(Region pointing data)
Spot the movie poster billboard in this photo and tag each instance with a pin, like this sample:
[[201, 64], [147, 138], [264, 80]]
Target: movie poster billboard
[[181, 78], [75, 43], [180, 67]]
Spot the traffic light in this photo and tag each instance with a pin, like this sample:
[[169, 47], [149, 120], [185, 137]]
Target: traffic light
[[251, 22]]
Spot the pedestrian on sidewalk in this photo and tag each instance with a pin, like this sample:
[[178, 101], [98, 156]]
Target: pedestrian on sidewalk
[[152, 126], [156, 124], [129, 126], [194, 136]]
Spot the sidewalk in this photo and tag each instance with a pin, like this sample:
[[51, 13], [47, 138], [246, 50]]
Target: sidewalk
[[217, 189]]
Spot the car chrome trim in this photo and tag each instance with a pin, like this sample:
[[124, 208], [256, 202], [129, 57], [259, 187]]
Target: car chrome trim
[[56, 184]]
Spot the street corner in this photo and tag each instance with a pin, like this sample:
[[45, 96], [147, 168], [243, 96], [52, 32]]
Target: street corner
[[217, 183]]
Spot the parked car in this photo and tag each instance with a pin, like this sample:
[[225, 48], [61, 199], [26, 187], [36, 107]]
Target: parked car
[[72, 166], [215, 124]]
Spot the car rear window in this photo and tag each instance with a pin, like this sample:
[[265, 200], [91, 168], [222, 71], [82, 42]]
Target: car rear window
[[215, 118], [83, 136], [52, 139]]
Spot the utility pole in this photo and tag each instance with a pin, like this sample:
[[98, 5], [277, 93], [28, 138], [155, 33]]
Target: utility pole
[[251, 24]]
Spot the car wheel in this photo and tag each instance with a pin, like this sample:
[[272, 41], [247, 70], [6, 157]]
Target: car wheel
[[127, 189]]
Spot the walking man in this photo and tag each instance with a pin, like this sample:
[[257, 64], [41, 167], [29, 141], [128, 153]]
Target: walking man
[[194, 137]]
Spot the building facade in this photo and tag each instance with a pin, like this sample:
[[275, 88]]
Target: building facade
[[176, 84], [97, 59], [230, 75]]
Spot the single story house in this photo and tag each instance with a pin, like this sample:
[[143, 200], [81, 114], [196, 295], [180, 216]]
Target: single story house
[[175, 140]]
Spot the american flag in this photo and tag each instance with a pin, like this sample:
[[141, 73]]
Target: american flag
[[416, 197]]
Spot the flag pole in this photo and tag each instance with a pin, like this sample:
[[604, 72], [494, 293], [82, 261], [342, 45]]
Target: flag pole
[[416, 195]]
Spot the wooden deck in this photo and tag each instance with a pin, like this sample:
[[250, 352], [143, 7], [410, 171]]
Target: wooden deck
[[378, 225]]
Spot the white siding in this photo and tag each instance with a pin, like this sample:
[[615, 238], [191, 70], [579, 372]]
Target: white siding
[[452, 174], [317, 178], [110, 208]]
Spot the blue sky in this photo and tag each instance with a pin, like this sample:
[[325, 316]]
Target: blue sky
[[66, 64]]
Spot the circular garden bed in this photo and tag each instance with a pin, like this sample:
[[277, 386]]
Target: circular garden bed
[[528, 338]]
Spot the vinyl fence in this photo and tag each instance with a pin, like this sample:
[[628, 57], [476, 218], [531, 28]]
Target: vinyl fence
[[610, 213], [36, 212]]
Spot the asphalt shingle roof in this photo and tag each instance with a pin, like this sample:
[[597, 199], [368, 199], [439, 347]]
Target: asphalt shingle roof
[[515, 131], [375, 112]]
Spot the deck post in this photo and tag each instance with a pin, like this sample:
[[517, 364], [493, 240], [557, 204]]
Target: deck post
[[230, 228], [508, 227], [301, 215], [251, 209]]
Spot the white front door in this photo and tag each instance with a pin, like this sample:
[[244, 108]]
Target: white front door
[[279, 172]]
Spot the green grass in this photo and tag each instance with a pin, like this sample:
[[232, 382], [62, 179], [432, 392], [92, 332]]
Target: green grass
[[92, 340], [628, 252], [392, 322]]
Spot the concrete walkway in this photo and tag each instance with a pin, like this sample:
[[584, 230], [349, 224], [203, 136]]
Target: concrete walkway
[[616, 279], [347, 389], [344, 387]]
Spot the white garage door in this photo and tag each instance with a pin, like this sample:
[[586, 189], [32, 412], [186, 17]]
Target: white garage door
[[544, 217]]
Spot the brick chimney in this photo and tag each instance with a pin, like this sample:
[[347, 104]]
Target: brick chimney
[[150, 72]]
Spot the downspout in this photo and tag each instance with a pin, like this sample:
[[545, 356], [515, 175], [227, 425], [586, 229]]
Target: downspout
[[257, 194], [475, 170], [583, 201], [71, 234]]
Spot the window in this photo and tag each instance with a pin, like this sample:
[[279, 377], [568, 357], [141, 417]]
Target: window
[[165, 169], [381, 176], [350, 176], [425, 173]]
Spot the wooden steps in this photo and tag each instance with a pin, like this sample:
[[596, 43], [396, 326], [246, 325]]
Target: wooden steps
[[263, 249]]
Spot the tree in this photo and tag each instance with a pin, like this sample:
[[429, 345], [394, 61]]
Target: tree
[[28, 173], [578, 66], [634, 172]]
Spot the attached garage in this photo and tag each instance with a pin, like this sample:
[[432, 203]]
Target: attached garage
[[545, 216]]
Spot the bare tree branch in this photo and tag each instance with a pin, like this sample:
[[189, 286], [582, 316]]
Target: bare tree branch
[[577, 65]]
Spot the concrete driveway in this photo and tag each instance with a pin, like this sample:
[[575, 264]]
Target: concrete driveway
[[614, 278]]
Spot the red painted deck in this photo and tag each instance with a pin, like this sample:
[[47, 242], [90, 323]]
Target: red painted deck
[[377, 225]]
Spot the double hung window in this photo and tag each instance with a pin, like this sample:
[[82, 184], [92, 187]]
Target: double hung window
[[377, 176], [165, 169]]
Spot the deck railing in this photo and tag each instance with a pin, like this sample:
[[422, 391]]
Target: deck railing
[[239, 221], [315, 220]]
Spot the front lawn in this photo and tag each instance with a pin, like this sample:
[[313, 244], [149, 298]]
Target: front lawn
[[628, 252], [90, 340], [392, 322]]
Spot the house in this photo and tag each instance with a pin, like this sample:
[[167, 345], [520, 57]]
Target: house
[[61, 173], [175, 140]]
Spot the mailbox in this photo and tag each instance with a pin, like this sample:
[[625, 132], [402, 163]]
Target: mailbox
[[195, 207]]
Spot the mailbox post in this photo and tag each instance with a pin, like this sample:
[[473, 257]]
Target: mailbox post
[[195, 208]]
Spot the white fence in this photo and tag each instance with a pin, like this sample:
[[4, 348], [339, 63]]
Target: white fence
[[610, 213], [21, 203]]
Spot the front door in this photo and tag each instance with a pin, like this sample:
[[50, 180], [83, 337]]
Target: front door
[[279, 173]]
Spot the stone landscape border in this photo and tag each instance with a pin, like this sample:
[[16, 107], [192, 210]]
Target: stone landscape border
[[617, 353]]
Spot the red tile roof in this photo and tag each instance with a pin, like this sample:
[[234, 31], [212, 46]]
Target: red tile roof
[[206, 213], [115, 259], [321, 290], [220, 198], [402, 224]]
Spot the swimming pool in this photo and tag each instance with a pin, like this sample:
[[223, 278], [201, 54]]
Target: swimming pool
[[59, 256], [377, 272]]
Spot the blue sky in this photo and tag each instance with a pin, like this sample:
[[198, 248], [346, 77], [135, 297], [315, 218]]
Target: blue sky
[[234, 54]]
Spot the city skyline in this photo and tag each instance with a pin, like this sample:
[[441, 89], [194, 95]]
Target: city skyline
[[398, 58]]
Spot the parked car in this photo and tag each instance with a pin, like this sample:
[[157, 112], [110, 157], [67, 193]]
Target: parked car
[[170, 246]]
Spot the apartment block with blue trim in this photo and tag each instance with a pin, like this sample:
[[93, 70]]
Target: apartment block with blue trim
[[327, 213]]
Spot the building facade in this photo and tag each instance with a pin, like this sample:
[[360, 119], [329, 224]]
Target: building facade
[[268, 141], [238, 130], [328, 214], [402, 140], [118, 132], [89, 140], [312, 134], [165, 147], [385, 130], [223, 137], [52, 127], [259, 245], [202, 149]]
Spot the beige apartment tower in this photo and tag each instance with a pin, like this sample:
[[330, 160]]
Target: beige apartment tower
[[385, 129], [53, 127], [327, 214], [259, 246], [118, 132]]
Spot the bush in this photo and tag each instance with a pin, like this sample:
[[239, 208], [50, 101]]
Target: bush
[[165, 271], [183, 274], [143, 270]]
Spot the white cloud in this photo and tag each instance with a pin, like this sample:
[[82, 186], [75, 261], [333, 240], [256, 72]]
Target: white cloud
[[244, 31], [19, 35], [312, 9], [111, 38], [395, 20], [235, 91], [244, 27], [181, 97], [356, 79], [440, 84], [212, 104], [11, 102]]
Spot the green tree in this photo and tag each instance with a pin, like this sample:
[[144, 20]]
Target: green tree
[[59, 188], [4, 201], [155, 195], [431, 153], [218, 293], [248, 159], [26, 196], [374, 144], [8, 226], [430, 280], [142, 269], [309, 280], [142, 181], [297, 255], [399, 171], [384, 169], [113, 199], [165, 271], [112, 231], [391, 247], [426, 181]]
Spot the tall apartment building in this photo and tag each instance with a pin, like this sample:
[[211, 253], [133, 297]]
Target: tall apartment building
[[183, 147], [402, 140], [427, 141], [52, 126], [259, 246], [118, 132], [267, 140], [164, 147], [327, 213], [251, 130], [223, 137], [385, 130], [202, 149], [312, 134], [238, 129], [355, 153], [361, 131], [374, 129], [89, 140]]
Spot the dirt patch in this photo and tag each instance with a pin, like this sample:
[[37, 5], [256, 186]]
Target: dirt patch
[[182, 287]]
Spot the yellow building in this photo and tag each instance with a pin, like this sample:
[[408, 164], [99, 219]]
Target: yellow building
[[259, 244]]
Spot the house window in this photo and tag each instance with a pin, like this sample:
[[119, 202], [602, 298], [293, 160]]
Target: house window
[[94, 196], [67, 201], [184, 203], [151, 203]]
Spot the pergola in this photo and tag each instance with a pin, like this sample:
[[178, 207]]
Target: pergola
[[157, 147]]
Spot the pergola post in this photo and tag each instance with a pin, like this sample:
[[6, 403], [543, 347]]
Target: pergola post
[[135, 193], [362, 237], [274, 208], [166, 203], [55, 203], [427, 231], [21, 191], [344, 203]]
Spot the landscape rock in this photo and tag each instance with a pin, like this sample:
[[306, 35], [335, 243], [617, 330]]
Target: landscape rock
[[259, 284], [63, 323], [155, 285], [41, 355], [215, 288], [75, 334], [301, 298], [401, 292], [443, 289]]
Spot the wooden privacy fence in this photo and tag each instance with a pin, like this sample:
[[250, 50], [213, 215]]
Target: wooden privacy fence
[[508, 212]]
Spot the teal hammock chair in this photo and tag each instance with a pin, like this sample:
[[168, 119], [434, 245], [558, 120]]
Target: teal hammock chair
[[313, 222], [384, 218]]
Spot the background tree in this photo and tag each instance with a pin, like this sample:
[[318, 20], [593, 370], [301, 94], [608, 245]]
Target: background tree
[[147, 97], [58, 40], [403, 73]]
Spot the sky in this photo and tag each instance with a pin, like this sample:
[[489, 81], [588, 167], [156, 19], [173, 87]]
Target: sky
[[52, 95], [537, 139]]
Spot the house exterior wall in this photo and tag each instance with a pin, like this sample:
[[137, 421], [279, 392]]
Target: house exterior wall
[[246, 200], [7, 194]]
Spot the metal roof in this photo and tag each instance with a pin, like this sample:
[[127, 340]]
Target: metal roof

### Required action
Please show the lines in the entries above that hold the string "metal".

### Solution for this problem
Spot the metal roof in this photo and tag each instance with a pin, like this sample:
Target: metal roof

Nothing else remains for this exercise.